Text excerpt:
Single by Roxette

from the album Tourism
- Released: 26 January 1993
- Recorded: May; December 1992
- Studio: Nas Nuvens (Rio de Janeiro, Brazil); EMI (Stockholm, Sweden);
- Length: 3:42
- Label: EMI
- Songwriter(s): Per Gessle
- Producer(s): Clarence Öfwerman

Roxette singles chronology
| "Queen of Rain" (1992) | "Fingertips '93" (1993) | "Almost Unreal" (1993) |

Music video
- "Fingertips '93" on YouTube

= Fingertips '93 =

1993 single by Roxette

"Fingertips '93" is a song by Swedish pop duo Roxette, released as the third and final single from their fourth studio album, Tourism (1992), on 26 January 1993. The single was only released in a select few countries, including Belgium, Germany, the Netherlands, Sweden and Spain, and charted moderately. The song would be given a wider release when it was issued as one of the B-sides on the duo's proceeding single, "Almost Unreal", which was released four months later in May 1993.

==Music video==
The music video was Roxette's first collaboration with director Jonas Åkerlund, who would go on to direct a total of twelve music videos for the duo.

==Formats and track listings==
All music and lyrics were written by Per Gessle, except "Hotblooded", with music composed by Marie Fredriksson and Gessle.

Stated goal 1:
Quote the Fingertips '93 article word for word, from "1993 single by" through "Fredriksson and Gessle.", inclusive.
Stated goal 2:
Summarize the Fingertips '93 article in two sentences.
Stated goal 3:
Shorten the paragraph of the Fingertips '93 article that begins "\"Fingertips '93\" is a song by Swedish pop duo Roxette" while keeping its main facts.

Extracted entries:
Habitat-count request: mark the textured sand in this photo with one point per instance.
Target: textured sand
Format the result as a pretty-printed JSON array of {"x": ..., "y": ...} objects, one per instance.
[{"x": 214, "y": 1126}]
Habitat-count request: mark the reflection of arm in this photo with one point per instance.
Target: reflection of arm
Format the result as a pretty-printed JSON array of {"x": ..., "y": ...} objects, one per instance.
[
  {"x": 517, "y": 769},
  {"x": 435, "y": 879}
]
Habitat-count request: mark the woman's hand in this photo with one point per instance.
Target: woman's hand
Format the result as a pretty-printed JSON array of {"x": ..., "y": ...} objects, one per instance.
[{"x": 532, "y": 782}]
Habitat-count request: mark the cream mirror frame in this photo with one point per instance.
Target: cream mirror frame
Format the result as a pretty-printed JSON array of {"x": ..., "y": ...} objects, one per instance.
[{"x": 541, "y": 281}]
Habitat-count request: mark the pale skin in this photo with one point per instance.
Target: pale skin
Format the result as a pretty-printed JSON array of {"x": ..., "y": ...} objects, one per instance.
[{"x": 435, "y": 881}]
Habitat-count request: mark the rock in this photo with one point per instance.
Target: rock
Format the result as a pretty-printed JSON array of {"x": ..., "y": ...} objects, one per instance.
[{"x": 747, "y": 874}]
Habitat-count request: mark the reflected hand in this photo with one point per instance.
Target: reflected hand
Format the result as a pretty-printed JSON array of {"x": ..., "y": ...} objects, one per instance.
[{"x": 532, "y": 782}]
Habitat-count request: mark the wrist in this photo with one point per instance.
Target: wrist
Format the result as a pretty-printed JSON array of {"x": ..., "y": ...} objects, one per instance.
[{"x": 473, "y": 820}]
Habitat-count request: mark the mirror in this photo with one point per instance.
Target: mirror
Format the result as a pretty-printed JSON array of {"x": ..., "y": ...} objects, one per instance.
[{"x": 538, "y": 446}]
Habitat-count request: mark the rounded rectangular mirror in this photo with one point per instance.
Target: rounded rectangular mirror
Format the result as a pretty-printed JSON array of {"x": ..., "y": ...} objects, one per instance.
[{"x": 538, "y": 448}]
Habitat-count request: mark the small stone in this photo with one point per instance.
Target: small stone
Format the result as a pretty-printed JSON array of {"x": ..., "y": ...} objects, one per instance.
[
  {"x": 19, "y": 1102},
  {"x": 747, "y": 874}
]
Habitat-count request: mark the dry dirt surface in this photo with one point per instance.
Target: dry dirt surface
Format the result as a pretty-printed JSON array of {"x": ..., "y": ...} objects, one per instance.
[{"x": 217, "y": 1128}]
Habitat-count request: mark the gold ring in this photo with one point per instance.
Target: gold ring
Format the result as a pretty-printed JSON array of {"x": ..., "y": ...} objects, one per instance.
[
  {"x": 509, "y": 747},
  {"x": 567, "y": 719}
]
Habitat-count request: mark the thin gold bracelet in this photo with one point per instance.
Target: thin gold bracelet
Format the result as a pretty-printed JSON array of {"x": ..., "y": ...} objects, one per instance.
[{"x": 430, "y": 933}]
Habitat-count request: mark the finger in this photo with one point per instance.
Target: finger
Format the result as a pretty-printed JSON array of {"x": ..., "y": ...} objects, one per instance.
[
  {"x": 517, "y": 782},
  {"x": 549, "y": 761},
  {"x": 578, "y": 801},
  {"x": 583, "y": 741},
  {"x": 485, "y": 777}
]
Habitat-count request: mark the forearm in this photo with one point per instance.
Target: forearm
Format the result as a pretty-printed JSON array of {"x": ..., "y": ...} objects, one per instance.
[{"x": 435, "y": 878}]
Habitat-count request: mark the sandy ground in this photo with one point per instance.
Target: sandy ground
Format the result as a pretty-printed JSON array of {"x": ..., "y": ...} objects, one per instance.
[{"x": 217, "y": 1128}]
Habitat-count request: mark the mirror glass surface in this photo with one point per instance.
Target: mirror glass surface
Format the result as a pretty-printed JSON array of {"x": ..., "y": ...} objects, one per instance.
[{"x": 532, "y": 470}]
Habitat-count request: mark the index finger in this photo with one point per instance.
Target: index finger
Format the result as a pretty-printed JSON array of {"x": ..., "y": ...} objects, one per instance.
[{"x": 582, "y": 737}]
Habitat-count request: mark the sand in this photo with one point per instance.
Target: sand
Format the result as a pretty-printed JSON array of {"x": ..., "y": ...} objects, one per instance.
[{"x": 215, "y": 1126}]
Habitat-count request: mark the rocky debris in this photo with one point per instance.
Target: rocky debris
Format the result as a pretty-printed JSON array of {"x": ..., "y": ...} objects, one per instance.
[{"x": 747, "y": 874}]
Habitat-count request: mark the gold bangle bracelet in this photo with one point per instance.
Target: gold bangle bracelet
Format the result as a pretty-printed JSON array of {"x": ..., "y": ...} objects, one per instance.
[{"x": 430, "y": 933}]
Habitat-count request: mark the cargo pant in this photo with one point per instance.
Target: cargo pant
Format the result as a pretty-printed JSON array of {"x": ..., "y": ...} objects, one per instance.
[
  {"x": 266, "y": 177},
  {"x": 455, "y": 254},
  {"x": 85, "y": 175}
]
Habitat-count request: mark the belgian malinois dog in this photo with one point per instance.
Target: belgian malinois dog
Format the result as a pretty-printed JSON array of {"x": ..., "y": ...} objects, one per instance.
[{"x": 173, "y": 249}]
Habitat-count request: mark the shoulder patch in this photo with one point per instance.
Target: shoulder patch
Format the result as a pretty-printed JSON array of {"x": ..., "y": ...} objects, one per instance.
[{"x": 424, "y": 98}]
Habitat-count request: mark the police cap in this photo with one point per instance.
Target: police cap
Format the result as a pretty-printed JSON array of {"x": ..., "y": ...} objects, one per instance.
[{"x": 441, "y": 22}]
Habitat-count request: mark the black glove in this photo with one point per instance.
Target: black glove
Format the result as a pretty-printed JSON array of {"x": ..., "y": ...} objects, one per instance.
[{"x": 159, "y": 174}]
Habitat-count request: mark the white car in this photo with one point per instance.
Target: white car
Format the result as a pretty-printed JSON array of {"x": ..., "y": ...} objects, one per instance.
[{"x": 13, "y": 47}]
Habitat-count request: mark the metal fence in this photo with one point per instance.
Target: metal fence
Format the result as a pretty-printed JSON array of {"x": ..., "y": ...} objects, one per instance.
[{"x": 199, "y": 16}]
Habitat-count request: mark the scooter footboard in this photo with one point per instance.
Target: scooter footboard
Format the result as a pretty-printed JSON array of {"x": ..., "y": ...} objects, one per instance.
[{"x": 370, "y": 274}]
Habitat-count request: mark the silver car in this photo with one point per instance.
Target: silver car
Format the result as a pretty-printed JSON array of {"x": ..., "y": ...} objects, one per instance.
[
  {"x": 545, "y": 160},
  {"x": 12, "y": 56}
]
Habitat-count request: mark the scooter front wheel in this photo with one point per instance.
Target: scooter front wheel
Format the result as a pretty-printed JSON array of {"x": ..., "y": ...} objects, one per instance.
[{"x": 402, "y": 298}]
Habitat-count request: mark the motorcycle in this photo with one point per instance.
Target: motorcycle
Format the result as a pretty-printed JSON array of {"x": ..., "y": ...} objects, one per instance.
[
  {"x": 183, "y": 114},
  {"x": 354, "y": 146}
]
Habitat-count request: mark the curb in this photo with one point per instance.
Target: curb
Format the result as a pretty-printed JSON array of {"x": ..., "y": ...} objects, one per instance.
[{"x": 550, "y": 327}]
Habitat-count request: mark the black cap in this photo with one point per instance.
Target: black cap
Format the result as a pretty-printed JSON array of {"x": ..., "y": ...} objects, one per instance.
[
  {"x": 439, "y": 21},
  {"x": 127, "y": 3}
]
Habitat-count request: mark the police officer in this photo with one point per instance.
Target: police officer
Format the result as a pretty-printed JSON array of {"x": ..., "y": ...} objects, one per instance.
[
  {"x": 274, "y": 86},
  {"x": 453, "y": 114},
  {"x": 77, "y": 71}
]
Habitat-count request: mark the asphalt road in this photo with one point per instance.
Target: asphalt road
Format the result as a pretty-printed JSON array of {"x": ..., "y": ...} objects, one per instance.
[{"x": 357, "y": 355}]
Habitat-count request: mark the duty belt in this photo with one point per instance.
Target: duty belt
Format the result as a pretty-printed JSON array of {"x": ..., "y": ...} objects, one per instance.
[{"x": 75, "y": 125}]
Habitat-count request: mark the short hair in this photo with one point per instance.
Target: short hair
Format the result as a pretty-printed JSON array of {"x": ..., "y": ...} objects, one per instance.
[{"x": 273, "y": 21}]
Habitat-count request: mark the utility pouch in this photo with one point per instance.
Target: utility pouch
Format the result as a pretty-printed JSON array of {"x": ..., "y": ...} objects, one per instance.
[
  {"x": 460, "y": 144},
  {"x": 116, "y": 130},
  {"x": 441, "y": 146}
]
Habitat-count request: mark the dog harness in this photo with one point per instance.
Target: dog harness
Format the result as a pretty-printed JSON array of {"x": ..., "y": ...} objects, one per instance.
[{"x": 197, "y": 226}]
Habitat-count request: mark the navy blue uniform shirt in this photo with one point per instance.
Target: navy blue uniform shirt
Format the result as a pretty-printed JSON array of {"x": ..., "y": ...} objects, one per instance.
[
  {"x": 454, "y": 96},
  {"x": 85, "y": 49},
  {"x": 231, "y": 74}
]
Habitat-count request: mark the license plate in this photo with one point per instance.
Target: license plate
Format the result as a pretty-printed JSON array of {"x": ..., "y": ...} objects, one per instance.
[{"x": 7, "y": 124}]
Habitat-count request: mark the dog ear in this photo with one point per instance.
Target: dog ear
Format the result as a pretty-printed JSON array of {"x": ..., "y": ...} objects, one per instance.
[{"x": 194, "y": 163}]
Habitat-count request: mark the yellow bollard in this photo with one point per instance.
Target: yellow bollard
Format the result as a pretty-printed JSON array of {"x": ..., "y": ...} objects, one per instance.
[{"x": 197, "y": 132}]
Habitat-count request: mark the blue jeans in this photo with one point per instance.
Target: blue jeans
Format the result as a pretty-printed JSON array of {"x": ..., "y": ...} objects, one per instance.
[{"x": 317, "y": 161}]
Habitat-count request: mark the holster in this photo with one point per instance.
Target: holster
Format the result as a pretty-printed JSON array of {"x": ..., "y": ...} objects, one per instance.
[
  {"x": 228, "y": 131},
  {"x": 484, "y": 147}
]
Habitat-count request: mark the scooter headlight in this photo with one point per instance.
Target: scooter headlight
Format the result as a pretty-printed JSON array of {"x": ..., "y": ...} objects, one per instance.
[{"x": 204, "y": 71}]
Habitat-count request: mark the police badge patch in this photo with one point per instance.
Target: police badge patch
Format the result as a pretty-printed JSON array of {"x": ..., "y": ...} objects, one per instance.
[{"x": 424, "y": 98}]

Correct answer 1:
1993 single by Roxette

"Fingertips '93" is a song by Swedish pop duo Roxette, released as the third and final single from their fourth studio album, Tourism (1992), on 26 January 1993. The single was only released in a select few countries, including Belgium, Germany, the Netherlands, Sweden and Spain, and charted moderately. The song would be given a wider release when it was issued as one of the B-sides on the duo's proceeding single, "Almost Unreal", which was released four months later in May 1993.

==Music video==
The music video was Roxette's first collaboration with director Jonas Åkerlund, who would go on to direct a total of twelve music videos for the duo.

==Formats and track listings==
All music and lyrics were written by Per Gessle, except "Hotblooded", with music composed by Marie Fredriksson and Gessle.

Correct answer 2:
"Fingertips '93" is a song by the Swedish pop duo Roxette, released on 26 January 1993 as the third and final single from their fourth studio album, Tourism, in only a few countries, where it charted moderately. Its music video was the duo's first collaboration with director Jonas Åkerlund, who went on to direct twelve music videos for them.

Correct answer 3:
"Fingertips '93," by the Swedish pop duo Roxette, came out on 26 January 1993 as the third and final single from their fourth studio album, Tourism (1992). It was released only in a few countries, including Belgium, Germany, the Netherlands, Sweden and Spain, and charted moderately. It reached a wider audience four months later as a B-side on "Almost Unreal," released in May 1993.